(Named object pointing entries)
◆ ◆ ◆ ◆

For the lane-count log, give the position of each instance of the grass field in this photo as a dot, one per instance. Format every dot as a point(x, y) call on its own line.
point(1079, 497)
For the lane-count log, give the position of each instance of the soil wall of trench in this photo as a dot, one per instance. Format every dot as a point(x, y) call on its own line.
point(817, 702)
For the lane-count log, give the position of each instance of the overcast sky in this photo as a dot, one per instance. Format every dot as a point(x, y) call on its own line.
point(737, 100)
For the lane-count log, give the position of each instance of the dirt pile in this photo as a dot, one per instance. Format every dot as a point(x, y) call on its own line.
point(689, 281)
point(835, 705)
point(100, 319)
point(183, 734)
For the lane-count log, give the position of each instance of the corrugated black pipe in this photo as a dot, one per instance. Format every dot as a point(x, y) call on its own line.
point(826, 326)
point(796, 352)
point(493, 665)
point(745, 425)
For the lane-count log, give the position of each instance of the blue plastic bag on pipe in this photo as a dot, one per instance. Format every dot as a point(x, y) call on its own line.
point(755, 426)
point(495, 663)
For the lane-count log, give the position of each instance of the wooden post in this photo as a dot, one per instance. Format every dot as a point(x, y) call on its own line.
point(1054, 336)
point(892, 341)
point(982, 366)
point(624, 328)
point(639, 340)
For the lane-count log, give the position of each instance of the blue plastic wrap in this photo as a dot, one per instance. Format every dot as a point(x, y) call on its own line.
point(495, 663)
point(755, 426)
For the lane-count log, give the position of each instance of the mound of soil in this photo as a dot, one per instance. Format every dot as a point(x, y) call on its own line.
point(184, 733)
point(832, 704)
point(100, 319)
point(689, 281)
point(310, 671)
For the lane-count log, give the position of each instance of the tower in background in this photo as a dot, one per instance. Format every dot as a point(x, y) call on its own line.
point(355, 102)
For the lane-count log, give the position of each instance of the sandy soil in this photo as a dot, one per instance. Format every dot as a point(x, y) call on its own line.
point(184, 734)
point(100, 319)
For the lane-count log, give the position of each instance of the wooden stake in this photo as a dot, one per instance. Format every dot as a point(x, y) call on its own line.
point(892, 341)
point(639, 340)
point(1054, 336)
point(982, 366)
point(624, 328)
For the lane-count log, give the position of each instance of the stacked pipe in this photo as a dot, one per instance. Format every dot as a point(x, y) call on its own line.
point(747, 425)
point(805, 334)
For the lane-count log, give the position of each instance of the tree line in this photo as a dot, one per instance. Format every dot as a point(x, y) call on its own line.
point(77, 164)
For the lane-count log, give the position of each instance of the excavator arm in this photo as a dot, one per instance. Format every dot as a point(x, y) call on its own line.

◆ ◆ ◆ ◆

** Task objective **
Starting at the row that contains "blue plastic wrap" and ending at the last row, write the rows out again with "lane-count log" swapped for "site survey log" and nothing else changed.

** In response **
For the site survey log, give the position of each instance of the blue plastic wrap in this photo as a dot, one per instance. Format every dot as a point(x, y) call on its own line.
point(495, 663)
point(755, 426)
For the site survey log, give the position of each instance of the mound of soil in this photo as a dot, one per instance. Format every dot as a point(x, y) call on its own line.
point(184, 733)
point(832, 704)
point(100, 319)
point(689, 281)
point(310, 671)
For the site survey log, give the position of each instance of the tower in background in this photo as a dot, one per instance. Format every dot as a point(x, y) call on its own line.
point(355, 102)
For the site survey log, give the position of each instance of the sandy soil in this photo as a dot, one per instance. Format every dot as a point(x, y) call on its own line.
point(184, 734)
point(100, 319)
For the site survey log, give the position of each instance of the wooden stake in this photo as a dot, one per instance. Format every dot as a point(x, y) call on its own line.
point(892, 341)
point(639, 340)
point(1054, 336)
point(982, 366)
point(624, 328)
For the site survey log, give the position of each instance of the stacked pipe in this photo as a dot, one per instance. Format every dot as a point(x, y) call on its own line.
point(747, 425)
point(805, 334)
For the site survey log, give the position of each instance of the tree line in this photo as a dot, one per instance. Format every dot as a point(x, y) call on its own line.
point(77, 164)
For the site survey log, give the position of each instance of the excavator arm in this photo as a dot, one per instance. Format every dot as a point(x, y) call on its own line.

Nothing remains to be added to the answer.